In [1]:
import pandas as pd
import numpy as np
from sklearn.ensemble import GradientBoostingRegressor 
from sklearn.metrics import mean_absolute_percentage_error
from sklearn.neighbors import NearestNeighbors

Pyarrow will become a required dependency of pandas in the next major release of pandas (pandas 3.0),
(to allow more performant data types, such as the Arrow string type, and better interoperability with other libraries)
but was not found to be installed on your system.
If this would cause problems for you,
please provide us feedback at https://github.com/pandas-dev/pandas/issues/54466
        
  import pandas as pd


In [2]:
# Define a function to calculate the Mean Absolute Percentage Error (MAPE)
def mape(y_pred,y_true):
    # Calculate the absolute percentage error for each prediction
    # np.abs((y_true - y_pred) / y_true) computes the absolute percentage errors
    # np.mean() calculates the average of these errors
    return np.mean(np.abs((y_true - y_pred) / y_true)) * 100 # Return the MAPE as a percentage

In [4]:
# Reading the data from the CSV file
data = pd.read_csv('../model/data/modisTodos.csv', header=0)

# The input
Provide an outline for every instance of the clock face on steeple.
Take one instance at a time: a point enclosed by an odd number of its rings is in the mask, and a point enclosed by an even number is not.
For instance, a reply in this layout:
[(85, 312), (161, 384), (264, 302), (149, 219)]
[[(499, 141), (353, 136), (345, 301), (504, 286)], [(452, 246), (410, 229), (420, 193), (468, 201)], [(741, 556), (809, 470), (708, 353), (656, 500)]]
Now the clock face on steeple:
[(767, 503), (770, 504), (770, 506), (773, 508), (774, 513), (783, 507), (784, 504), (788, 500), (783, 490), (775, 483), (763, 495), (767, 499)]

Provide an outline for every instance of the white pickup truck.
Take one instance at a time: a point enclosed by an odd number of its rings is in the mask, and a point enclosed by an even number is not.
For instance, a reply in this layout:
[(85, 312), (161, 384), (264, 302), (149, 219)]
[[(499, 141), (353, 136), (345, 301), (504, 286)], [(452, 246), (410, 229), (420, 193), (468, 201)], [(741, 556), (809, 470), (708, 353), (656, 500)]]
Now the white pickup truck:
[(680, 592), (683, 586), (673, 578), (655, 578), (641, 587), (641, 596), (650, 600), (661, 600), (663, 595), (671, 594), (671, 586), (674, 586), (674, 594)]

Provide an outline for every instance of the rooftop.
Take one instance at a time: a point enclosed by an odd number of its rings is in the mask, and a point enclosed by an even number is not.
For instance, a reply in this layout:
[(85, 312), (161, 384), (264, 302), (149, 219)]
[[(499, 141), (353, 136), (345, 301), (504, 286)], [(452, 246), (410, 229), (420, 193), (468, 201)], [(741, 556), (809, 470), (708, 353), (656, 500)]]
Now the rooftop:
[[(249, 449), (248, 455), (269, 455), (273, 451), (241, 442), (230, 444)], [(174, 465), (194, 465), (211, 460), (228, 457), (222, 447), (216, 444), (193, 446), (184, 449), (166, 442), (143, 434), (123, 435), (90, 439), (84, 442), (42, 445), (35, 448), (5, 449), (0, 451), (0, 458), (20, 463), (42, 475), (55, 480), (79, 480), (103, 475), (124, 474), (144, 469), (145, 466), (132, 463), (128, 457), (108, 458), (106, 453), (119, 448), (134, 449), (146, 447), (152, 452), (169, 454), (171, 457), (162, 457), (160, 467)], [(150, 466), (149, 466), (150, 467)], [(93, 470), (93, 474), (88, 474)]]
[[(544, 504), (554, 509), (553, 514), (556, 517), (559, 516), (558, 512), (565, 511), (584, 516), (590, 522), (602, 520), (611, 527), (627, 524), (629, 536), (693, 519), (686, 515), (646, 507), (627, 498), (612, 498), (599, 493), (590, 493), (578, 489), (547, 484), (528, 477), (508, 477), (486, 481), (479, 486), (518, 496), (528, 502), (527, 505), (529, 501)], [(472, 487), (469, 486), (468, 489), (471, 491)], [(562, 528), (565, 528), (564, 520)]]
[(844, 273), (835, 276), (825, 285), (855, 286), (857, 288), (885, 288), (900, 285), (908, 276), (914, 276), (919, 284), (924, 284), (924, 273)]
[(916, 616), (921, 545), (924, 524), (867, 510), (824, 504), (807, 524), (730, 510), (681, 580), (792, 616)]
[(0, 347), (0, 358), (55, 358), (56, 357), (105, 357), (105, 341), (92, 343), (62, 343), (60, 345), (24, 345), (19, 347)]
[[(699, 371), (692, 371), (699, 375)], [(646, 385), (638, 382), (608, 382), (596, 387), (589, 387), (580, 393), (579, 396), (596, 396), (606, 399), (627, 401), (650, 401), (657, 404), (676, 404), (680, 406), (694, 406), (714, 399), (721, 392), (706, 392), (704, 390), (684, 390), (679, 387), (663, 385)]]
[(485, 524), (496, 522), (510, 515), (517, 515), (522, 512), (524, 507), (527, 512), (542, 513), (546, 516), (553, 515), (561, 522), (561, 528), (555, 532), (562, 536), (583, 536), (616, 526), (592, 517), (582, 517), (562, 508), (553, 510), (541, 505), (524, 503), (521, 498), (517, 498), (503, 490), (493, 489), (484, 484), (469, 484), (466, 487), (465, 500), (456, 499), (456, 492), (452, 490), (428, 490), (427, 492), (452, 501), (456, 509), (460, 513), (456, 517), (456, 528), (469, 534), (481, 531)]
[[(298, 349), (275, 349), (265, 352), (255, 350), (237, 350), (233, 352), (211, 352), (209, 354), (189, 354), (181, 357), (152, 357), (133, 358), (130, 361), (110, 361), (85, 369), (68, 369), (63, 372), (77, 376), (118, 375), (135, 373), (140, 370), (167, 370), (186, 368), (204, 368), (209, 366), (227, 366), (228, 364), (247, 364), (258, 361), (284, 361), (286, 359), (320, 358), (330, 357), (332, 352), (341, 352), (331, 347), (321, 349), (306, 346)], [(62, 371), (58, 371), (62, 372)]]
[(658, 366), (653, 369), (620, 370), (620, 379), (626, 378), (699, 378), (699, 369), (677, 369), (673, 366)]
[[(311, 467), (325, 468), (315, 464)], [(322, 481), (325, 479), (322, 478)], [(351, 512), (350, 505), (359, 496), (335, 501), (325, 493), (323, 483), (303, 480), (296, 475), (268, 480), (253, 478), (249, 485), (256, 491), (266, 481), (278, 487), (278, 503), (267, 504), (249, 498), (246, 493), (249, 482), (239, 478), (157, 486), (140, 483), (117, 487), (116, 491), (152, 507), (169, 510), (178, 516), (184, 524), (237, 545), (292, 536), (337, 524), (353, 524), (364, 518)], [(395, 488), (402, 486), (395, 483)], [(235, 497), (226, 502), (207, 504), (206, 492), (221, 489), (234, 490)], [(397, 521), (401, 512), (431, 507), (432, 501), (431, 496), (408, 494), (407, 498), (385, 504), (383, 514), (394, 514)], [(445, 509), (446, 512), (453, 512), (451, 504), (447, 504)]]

---

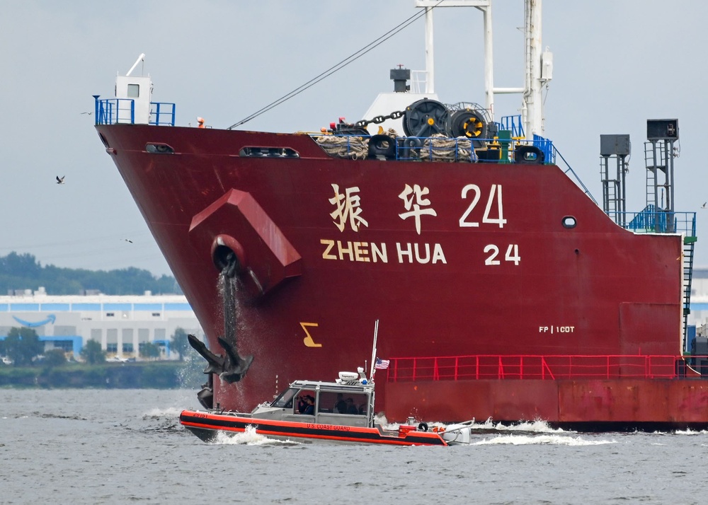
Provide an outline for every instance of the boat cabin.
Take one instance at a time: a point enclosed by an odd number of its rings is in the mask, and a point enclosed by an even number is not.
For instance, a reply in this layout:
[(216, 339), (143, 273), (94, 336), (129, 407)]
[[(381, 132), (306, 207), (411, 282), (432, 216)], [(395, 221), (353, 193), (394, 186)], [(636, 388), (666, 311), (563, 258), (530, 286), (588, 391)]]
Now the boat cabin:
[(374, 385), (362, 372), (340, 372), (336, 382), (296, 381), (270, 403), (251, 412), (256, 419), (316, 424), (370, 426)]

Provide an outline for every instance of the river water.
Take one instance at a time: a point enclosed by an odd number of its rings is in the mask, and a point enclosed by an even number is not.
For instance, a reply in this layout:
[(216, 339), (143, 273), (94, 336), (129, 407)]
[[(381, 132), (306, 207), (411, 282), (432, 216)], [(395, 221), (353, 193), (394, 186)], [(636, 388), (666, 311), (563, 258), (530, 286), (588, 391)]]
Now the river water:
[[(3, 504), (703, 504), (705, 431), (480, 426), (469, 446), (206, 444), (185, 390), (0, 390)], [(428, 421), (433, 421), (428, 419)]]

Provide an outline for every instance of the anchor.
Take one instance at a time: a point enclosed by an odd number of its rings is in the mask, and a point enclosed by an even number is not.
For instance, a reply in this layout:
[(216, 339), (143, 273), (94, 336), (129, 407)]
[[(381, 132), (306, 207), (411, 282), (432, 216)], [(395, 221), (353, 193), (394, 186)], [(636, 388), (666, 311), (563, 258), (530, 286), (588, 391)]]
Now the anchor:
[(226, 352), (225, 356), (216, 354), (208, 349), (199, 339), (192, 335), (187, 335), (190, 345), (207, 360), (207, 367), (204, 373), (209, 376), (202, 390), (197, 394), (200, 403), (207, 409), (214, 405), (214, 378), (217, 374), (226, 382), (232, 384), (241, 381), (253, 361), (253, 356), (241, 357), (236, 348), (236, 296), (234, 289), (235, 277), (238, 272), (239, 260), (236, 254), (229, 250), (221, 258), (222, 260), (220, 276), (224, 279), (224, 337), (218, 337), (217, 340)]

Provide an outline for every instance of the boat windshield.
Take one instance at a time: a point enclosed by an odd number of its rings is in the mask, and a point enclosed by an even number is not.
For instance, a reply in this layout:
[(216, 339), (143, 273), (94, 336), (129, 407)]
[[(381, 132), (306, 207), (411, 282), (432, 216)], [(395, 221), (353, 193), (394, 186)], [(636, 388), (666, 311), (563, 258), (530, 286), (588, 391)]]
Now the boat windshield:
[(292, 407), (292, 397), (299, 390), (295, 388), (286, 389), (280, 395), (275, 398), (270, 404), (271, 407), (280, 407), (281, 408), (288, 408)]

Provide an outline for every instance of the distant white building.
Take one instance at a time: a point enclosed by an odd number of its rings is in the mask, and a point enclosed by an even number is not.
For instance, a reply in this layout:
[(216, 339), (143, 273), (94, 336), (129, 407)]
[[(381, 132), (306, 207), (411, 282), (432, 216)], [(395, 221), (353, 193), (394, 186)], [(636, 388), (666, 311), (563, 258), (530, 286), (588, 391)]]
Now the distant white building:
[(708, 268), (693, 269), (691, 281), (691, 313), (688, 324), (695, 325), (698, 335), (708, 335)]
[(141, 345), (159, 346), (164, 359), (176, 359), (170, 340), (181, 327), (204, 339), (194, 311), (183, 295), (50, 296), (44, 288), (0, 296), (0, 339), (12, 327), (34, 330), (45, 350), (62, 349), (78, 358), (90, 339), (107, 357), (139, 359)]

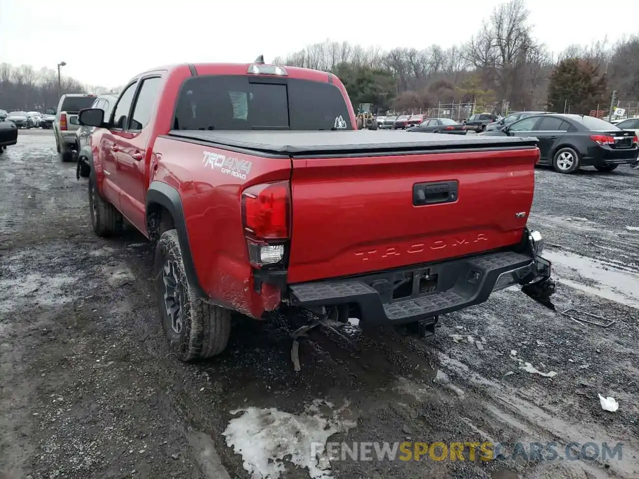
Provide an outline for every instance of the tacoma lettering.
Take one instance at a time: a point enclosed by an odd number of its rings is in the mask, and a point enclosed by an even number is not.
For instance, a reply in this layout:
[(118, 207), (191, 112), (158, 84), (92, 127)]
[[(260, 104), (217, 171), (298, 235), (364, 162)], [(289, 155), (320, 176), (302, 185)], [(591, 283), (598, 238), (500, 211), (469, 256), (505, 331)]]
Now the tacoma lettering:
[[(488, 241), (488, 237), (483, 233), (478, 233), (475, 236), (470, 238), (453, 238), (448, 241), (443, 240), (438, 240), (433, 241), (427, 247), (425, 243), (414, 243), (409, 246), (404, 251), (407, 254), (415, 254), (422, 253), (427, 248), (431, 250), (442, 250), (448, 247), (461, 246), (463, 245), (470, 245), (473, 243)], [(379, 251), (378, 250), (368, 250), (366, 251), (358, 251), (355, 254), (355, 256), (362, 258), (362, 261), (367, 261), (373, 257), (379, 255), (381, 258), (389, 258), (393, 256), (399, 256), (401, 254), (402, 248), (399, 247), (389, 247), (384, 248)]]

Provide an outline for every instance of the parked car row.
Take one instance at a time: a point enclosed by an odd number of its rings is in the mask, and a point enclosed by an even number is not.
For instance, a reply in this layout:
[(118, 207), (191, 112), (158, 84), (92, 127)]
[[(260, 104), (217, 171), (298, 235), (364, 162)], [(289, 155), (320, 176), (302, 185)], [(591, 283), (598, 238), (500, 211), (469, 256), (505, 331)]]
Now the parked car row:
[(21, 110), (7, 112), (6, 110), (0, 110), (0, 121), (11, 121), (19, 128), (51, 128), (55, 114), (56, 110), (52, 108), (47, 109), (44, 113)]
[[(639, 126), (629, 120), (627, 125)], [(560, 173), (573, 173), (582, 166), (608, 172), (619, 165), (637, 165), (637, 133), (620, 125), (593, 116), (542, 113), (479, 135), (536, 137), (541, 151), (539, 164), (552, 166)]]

* * *

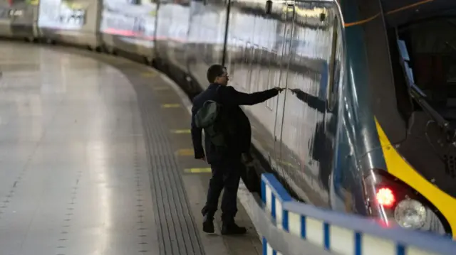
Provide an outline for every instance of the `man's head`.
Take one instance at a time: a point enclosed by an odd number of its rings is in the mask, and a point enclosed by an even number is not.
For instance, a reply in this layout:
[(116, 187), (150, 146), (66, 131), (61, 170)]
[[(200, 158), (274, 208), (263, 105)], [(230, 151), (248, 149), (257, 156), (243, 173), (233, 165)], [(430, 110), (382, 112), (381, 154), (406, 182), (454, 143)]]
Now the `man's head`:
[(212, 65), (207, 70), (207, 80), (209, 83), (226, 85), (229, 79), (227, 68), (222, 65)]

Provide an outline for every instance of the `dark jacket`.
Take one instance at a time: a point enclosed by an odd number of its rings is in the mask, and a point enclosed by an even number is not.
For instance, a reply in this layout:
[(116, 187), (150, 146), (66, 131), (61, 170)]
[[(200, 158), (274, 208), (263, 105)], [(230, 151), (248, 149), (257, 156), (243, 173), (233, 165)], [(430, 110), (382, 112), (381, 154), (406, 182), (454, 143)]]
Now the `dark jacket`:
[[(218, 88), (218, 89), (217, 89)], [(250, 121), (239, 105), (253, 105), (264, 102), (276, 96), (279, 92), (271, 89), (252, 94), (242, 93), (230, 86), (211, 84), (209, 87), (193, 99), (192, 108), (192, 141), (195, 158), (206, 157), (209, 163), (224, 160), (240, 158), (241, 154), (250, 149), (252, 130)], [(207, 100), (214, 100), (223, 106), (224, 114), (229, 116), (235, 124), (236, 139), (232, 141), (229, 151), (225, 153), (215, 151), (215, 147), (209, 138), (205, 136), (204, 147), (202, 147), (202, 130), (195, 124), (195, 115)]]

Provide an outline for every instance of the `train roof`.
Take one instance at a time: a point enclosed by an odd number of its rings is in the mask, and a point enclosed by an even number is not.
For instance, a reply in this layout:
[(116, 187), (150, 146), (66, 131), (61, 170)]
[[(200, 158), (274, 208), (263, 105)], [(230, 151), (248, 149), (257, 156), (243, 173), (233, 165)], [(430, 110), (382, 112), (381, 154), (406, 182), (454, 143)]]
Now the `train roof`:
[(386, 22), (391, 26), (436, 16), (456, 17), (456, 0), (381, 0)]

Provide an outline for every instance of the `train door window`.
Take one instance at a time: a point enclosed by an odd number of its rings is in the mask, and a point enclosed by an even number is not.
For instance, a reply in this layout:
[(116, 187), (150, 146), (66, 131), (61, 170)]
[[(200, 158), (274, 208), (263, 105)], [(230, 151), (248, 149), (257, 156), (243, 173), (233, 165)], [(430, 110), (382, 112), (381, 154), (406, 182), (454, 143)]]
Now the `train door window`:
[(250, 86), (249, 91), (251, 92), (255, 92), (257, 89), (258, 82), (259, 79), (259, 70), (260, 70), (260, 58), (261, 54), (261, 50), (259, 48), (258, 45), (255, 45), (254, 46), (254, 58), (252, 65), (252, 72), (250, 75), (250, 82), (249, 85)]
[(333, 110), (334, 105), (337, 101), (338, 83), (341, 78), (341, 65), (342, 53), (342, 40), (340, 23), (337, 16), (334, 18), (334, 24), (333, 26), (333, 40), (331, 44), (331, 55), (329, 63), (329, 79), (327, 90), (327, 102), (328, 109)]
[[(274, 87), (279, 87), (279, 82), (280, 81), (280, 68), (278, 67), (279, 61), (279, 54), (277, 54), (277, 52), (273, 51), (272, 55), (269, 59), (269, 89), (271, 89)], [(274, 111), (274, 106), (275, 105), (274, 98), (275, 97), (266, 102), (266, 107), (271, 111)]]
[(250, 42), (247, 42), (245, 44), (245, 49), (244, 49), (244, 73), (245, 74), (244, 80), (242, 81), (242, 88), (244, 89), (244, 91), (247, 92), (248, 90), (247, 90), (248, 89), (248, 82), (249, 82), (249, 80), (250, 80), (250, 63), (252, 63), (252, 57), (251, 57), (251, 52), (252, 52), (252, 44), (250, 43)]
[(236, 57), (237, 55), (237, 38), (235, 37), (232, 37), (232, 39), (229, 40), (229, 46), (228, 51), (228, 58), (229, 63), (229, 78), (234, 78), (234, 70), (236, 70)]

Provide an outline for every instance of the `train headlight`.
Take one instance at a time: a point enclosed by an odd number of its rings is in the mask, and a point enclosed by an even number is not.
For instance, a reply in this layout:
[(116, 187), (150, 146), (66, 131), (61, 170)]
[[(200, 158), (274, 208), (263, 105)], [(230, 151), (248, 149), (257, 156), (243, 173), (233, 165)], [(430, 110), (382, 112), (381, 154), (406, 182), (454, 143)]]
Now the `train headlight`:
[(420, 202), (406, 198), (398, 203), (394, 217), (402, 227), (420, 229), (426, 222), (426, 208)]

# Stated goal A
Answer these from the notebook:
(i) In which pandas release will Pyarrow become a required dependency?
(ii) By what number does the `mape` function multiply the mean error?
(iii) What file path does the code pass to `pd.read_csv`?
# Stated goal B
Copy the listing from the line containing "Provide an outline for every instance of the distant" through the line containing "357), (139, 359)]", keeping the request lines and leaving the layout samples unchanged. Add 37 to every coordinate in the answer outlines.

# Written reply A
(i) pandas 3.0
(ii) 100
(iii) '../model/data/modisTodos.csv'

# Written reply B
Provide an outline for every instance of the distant white building.
Take one instance at a time: a point enclosed by an odd number of its rings is in the mask, and a point enclosed by an even number is not.
For instance, a reply in this layout:
[(216, 339), (143, 273), (94, 336), (129, 407)]
[[(381, 132), (306, 207), (411, 282), (432, 216)], [(395, 221), (353, 193), (394, 186)], [(636, 388), (666, 311), (563, 258), (530, 286), (588, 391)]]
Now the distant white building:
[(745, 305), (730, 306), (728, 318), (728, 350), (725, 361), (732, 362), (735, 372), (745, 372)]
[(178, 382), (196, 383), (201, 396), (213, 396), (207, 377), (218, 364), (241, 376), (231, 348), (220, 332), (87, 333), (81, 325), (37, 333), (37, 376), (49, 364), (71, 367), (82, 387), (99, 386), (115, 395), (127, 376), (144, 394), (176, 396)]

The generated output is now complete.